> **Text block**:
※ ※ ※

After NM receives the DHCP, it will find out the corresponding tenant based on the MAC address then return IP address
and other relevant information. After that the response goes back via the same path all the way to the VM. Now the VM
has an IP configuration and continute to boot.
Start role instance: This is mainly for PaaS tenants but also relevant for IaaS. Guest agent in the VM is configured
to start automatically. In the DHCP response, there is a special DHCP custom option 245 named wire server address. It
is the IP address of a web server running on the physical host to which the guest agent (or anyone running inside VM)
can talk. GA retrieves this address from DHCP response and does the following:
- ask wire server which version of the protocol is supported.
- periodically ask for the machine goal state, i.e. should the VM continue to run or shutdown.
- retrives the role configuration, which contains IP and other useful information about the runtime environment.
- keep the heartbeat with the wireserver, report the health state and current status.
- upon request start the role instance by loading the program on app VHD mounted in the OS.
Wire server is a low-previlege web app designed to be the middle man between fabric and containers. If there is any
state request, for instance VM to be shut down, the request will be forwarded by compute agent to the wire server, and
the guest agent is supposed to poll it. The state of the role instance, e.g. starting / running / busy / unresponsive,
is reported by the GA to the wire server and then compute agent. Wire server and GA work together to keep VM in a
healthy and responsive state.
For PaaS containers, thanks to Hyper-V integration service (primarily heartbeat service) and GA, compute agent knows if
the guest OS receives proper DHCP offer, when the container is ready, if the container picks up the desired machine goal
state, if the role instance starts properly, and so on. If unexpected thing happens, the compute stack will decide to
retry, or move the container to other hosts (assuming the problem is caused by malfunctioning physical host), or give up
to wait for engineering team investigation.
Once wire server / compute agent is notified of role instance state, the information will be propagated to the upper
layer and finally reflected in the web portal. Assuming RDP / SSH endpoint is configuration properly, the incoming
request will be routed by the software load balancer, then it is up to the OS how to handle it. Many other factors
determine if RDP / SSH works or not, including but not limited to firewall rules, service state, etc.

※ ※ ※

Answer these questions from the passage on VM startup:
(a) What name is given to DHCP custom option 245?
(b) What forwards a state request, such as a VM shutdown, to the wire server?
(c) What routes an incoming RDP or SSH request?

※ ※ ※

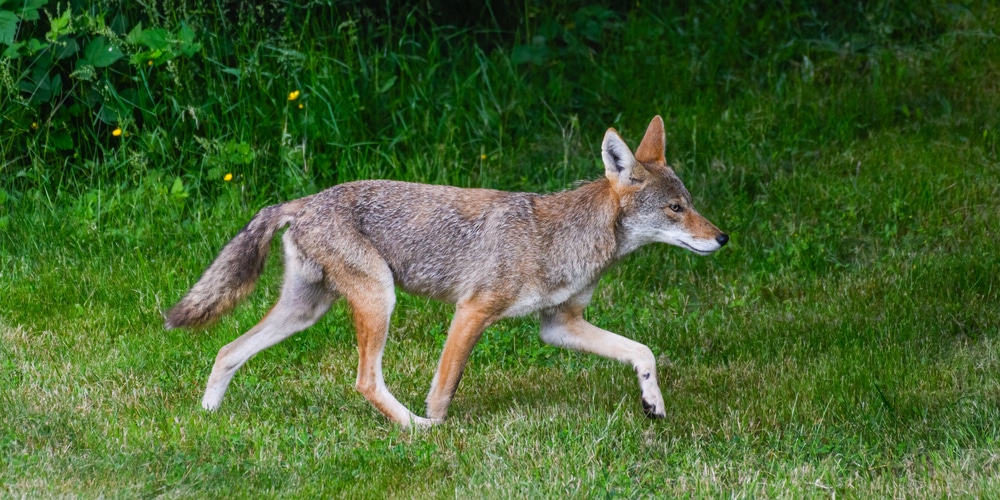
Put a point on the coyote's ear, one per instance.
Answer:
(620, 166)
(651, 148)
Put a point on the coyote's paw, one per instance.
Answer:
(424, 423)
(211, 403)
(652, 410)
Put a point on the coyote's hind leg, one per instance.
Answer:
(304, 299)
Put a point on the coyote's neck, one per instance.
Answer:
(579, 226)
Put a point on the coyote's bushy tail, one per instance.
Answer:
(235, 271)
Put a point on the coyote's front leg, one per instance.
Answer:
(565, 327)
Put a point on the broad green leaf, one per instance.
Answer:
(100, 53)
(60, 139)
(156, 39)
(59, 26)
(177, 190)
(8, 27)
(14, 51)
(185, 36)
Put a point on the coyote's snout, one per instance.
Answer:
(493, 254)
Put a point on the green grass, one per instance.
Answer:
(846, 342)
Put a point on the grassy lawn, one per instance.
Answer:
(845, 343)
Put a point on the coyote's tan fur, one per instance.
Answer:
(494, 254)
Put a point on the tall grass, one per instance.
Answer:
(844, 343)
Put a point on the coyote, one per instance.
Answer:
(493, 254)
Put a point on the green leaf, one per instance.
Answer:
(177, 190)
(387, 85)
(28, 9)
(8, 27)
(60, 139)
(14, 51)
(185, 37)
(59, 26)
(65, 47)
(100, 53)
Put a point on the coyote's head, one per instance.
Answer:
(655, 206)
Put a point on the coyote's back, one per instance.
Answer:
(492, 253)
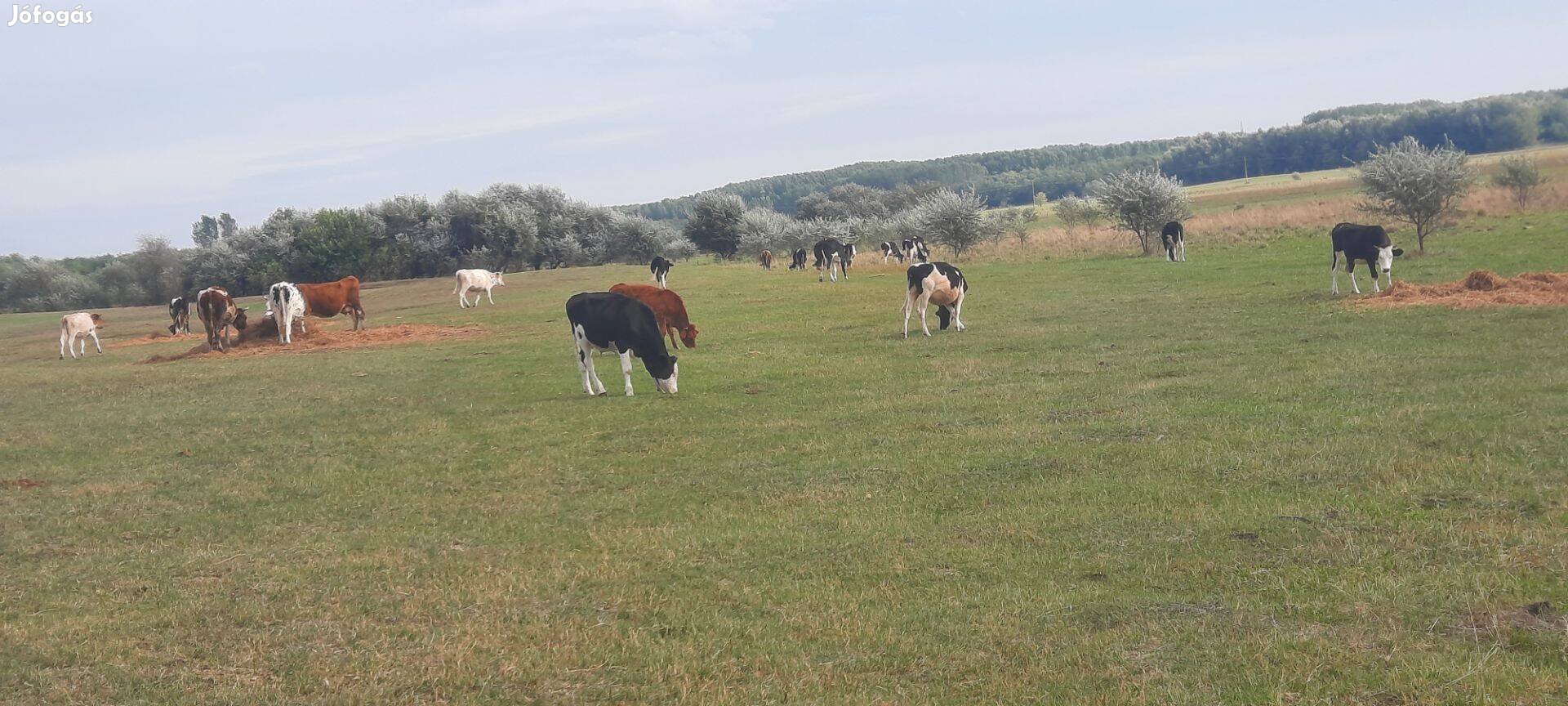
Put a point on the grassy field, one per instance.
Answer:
(1128, 482)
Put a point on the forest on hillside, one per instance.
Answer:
(516, 226)
(1327, 138)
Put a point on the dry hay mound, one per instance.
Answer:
(261, 337)
(1481, 288)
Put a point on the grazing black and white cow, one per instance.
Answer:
(941, 284)
(1175, 240)
(608, 320)
(661, 269)
(180, 314)
(284, 303)
(1368, 244)
(833, 257)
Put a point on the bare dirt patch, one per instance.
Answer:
(22, 484)
(262, 339)
(154, 337)
(1476, 291)
(1534, 617)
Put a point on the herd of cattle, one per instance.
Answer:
(634, 319)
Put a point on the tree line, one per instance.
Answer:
(506, 226)
(510, 226)
(1327, 138)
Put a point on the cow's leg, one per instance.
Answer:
(908, 306)
(626, 371)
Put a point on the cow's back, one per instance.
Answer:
(332, 298)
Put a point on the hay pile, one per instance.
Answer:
(1479, 289)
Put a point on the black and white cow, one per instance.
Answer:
(180, 314)
(833, 257)
(891, 250)
(1368, 244)
(941, 284)
(661, 269)
(1175, 240)
(608, 320)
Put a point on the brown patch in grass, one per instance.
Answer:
(1476, 291)
(262, 339)
(22, 484)
(1534, 617)
(153, 337)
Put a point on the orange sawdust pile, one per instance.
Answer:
(262, 339)
(1479, 289)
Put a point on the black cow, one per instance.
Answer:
(608, 320)
(935, 283)
(180, 314)
(833, 257)
(891, 250)
(661, 269)
(1368, 244)
(1175, 240)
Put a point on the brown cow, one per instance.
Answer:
(332, 298)
(218, 313)
(668, 310)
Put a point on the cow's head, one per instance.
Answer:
(1385, 257)
(666, 371)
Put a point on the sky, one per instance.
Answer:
(158, 112)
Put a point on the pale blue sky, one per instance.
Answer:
(158, 112)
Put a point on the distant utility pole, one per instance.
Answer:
(1247, 173)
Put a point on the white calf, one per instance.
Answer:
(477, 281)
(284, 303)
(78, 325)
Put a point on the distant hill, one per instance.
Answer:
(1325, 138)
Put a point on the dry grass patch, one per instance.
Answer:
(1479, 289)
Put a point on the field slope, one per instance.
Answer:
(1128, 482)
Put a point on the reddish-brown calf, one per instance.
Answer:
(332, 298)
(666, 308)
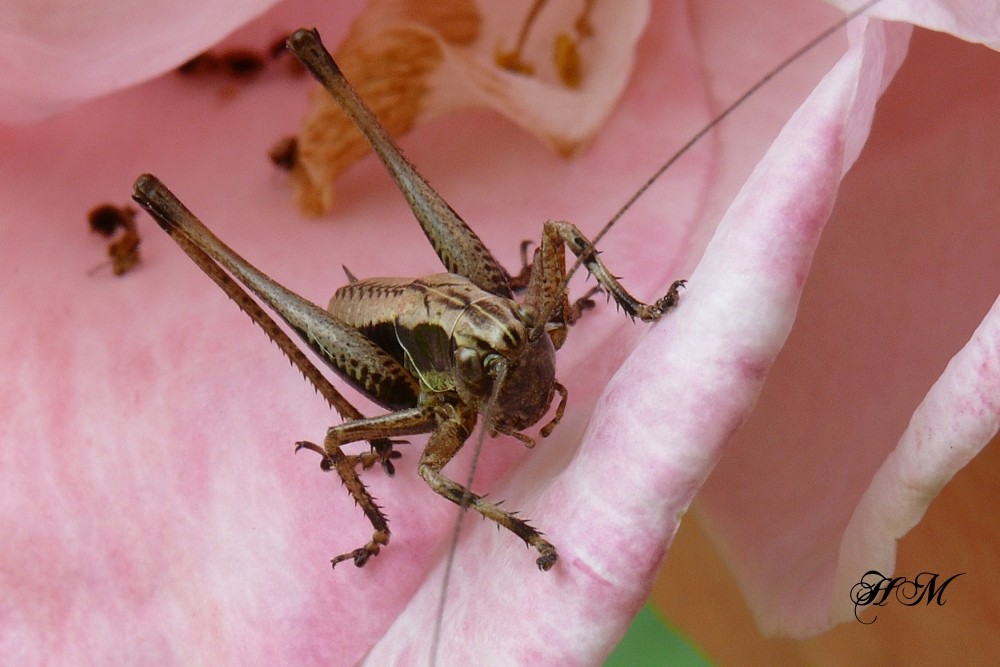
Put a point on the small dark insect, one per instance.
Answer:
(438, 352)
(107, 220)
(285, 153)
(238, 63)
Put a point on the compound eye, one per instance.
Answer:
(491, 362)
(528, 314)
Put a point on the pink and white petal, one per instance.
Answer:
(663, 420)
(55, 55)
(834, 435)
(975, 21)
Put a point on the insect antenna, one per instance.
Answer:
(456, 530)
(700, 134)
(544, 317)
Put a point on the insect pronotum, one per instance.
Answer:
(437, 352)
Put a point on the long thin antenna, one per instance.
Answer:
(711, 125)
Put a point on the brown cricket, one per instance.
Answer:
(436, 352)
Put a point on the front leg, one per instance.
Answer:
(404, 422)
(442, 446)
(546, 289)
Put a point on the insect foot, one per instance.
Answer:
(664, 304)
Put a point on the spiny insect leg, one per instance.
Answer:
(459, 248)
(558, 232)
(382, 427)
(442, 446)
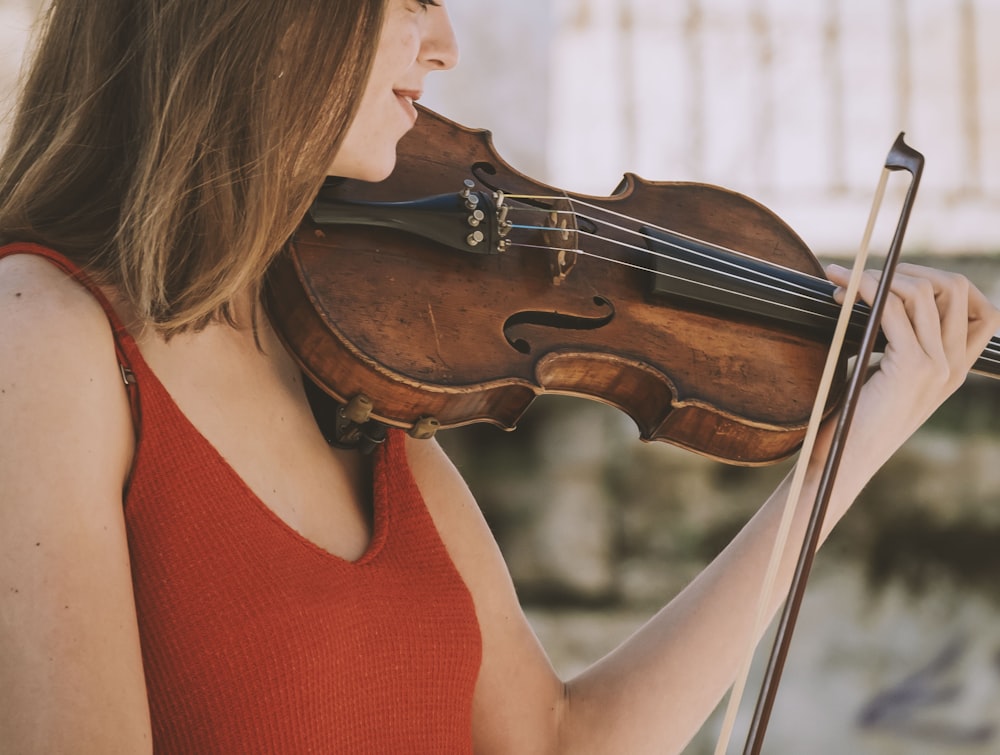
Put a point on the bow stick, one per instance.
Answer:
(900, 157)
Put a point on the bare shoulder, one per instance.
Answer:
(72, 674)
(58, 369)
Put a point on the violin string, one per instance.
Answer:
(800, 291)
(990, 355)
(634, 220)
(662, 274)
(810, 295)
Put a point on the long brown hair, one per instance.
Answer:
(171, 147)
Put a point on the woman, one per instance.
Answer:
(186, 564)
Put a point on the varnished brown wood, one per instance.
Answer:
(420, 328)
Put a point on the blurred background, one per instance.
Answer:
(794, 103)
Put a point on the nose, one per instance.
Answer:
(440, 46)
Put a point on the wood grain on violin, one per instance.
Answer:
(692, 308)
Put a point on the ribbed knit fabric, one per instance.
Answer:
(254, 639)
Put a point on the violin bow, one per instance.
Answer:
(900, 157)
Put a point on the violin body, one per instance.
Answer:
(425, 330)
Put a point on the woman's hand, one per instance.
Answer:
(937, 324)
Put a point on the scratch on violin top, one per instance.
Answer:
(437, 335)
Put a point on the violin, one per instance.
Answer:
(458, 290)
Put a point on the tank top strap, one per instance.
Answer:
(126, 349)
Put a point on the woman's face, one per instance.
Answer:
(417, 38)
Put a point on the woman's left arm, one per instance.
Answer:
(654, 691)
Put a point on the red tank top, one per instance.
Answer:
(254, 639)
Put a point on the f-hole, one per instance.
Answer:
(555, 320)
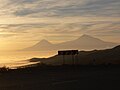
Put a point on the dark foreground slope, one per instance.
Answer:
(62, 78)
(106, 56)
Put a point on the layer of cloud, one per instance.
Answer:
(60, 8)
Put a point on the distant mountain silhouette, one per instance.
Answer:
(85, 42)
(106, 56)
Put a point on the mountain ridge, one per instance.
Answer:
(85, 42)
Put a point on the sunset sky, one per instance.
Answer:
(26, 22)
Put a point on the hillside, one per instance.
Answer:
(106, 56)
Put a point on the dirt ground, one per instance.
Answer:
(59, 78)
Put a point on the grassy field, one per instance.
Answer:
(62, 78)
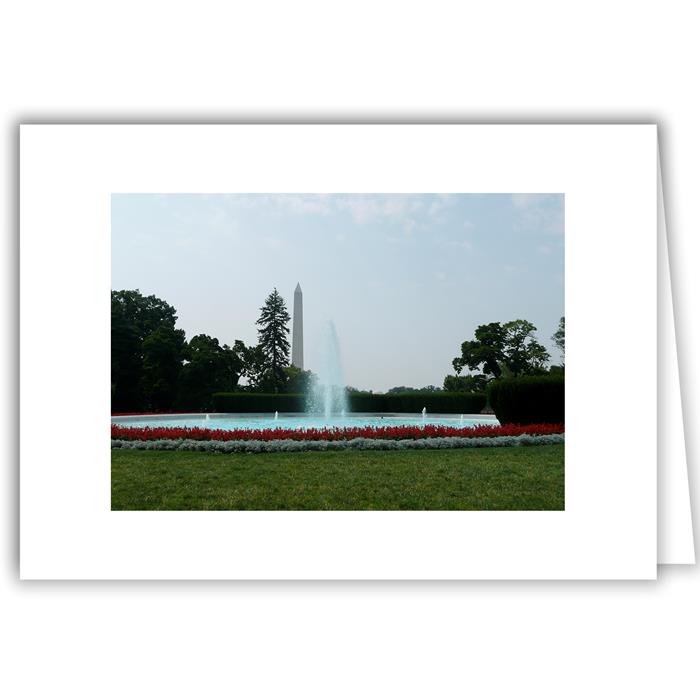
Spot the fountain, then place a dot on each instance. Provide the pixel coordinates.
(327, 395)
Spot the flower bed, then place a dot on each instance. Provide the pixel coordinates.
(403, 432)
(366, 438)
(299, 445)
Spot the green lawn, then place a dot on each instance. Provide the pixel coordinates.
(494, 478)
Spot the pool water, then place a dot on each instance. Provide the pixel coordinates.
(259, 421)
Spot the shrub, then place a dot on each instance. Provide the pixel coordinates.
(359, 402)
(531, 399)
(225, 402)
(414, 402)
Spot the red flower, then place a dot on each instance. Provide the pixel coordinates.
(401, 432)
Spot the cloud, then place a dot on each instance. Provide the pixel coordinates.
(539, 213)
(465, 245)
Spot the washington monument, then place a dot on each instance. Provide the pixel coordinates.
(298, 329)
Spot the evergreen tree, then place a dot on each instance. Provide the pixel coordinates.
(273, 343)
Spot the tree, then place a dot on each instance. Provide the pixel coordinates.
(163, 354)
(273, 343)
(503, 349)
(558, 337)
(209, 368)
(134, 318)
(469, 382)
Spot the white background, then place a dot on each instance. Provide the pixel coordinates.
(551, 61)
(608, 530)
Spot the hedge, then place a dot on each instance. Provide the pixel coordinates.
(258, 403)
(414, 402)
(359, 402)
(536, 399)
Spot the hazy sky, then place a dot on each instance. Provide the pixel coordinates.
(405, 277)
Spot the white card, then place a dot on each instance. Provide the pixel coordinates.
(609, 526)
(676, 545)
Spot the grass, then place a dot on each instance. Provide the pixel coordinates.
(496, 478)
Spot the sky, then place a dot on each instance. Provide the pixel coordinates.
(405, 278)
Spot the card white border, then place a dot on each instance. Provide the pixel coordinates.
(608, 174)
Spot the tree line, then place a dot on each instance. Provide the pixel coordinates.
(154, 368)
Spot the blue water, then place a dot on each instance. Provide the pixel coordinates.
(237, 421)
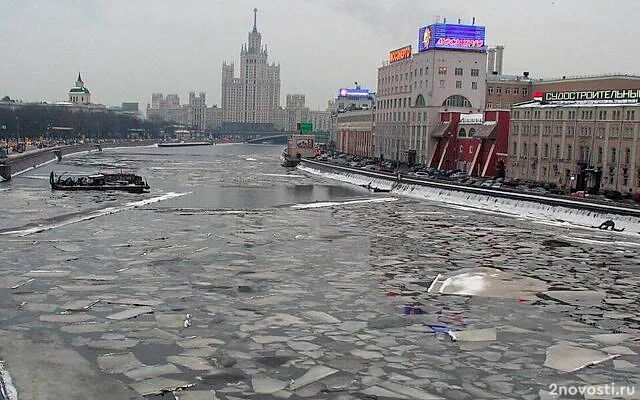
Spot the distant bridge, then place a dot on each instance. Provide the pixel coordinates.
(280, 138)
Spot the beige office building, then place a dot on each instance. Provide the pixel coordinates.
(581, 139)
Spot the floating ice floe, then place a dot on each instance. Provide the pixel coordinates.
(488, 282)
(569, 358)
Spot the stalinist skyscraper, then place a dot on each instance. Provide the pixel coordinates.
(255, 96)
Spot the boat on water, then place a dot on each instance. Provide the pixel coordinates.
(288, 161)
(183, 144)
(121, 181)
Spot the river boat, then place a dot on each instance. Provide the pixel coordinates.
(120, 181)
(183, 144)
(288, 161)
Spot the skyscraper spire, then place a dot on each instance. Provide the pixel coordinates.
(255, 19)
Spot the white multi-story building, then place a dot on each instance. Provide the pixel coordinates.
(254, 97)
(448, 73)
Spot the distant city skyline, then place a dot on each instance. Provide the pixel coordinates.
(126, 51)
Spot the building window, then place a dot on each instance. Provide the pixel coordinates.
(569, 153)
(600, 151)
(457, 101)
(546, 150)
(627, 156)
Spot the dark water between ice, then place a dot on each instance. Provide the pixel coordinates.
(285, 274)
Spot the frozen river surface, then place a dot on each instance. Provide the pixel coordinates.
(236, 278)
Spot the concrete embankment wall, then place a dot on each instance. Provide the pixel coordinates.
(554, 209)
(25, 161)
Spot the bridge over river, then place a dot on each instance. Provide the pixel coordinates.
(19, 162)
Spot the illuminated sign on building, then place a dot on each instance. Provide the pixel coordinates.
(594, 95)
(451, 37)
(400, 54)
(353, 92)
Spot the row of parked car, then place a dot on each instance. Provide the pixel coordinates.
(460, 177)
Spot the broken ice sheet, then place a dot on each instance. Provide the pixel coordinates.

※ ※ ※

> **Solved exercise**:
(a) Wire server address.
(b) The compute agent.
(c) The software load balancer.